> _Material for the task_:
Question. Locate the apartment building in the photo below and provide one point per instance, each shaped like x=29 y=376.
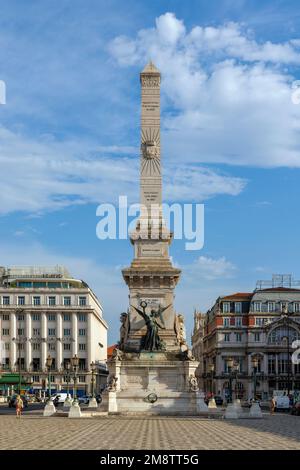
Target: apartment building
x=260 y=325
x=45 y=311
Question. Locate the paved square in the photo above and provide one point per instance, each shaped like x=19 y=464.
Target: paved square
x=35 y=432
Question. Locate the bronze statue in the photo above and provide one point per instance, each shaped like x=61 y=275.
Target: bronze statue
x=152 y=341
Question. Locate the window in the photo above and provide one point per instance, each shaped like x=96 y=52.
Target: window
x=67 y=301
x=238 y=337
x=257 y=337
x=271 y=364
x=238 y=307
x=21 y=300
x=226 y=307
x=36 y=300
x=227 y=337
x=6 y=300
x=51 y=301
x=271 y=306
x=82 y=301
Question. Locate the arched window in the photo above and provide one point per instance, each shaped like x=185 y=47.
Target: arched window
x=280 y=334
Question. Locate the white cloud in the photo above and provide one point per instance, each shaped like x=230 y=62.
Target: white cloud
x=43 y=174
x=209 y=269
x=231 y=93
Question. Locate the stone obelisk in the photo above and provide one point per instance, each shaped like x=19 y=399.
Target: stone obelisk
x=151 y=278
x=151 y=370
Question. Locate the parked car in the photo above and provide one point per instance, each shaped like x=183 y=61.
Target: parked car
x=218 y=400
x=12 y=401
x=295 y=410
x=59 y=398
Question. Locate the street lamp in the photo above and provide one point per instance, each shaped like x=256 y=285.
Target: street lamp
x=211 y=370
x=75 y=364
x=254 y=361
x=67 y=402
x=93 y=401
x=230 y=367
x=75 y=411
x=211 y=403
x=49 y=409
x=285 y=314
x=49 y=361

> _Goal of the exercise_: Retype every one of the entries above word for word, omitting the picture.

> _Complete response_:
Question. Locate the apartment building in the photo below and provide one point per instance, each shaped like x=29 y=376.
Target: apartment building
x=260 y=325
x=45 y=311
Question. Locate the paved square in the photo above and provide one point per instance, each shaped like x=19 y=464.
Target: paved square
x=35 y=432
Question. Locate the bronze statue in the photo above and provide one point per instance, each shaped like x=61 y=275.
Target: bronze statue
x=152 y=341
Question. Locate the window in the photo above and provide one point per instance, each shaped like x=96 y=52.
Target: window
x=67 y=301
x=238 y=337
x=257 y=337
x=271 y=364
x=238 y=307
x=21 y=300
x=226 y=307
x=36 y=300
x=227 y=337
x=6 y=300
x=51 y=301
x=271 y=306
x=82 y=301
Question. Locate the arched window in the photo above and provide one point per instance, each shaped like x=185 y=47.
Target: arched window
x=280 y=334
Question. Locate the white cloud in the photo above and provide one point per instance, each shaped like x=230 y=62.
Target: white cloud
x=43 y=174
x=209 y=269
x=231 y=93
Question. Locate the stone obelisk in the photo above and provide one point per instance, each shaped like x=19 y=399.
Target: stone obelisk
x=151 y=278
x=151 y=370
Question. Locate the parked car in the photo above and provide one point per instance, each shaped like x=183 y=61.
Target: parked car
x=218 y=400
x=12 y=401
x=295 y=410
x=59 y=398
Question. Locate the street lamp in the photo above and provide one point per instance, each shaped like x=256 y=285.
Target: street lamp
x=211 y=370
x=75 y=364
x=254 y=361
x=67 y=402
x=93 y=401
x=230 y=367
x=75 y=411
x=211 y=403
x=49 y=409
x=285 y=314
x=49 y=361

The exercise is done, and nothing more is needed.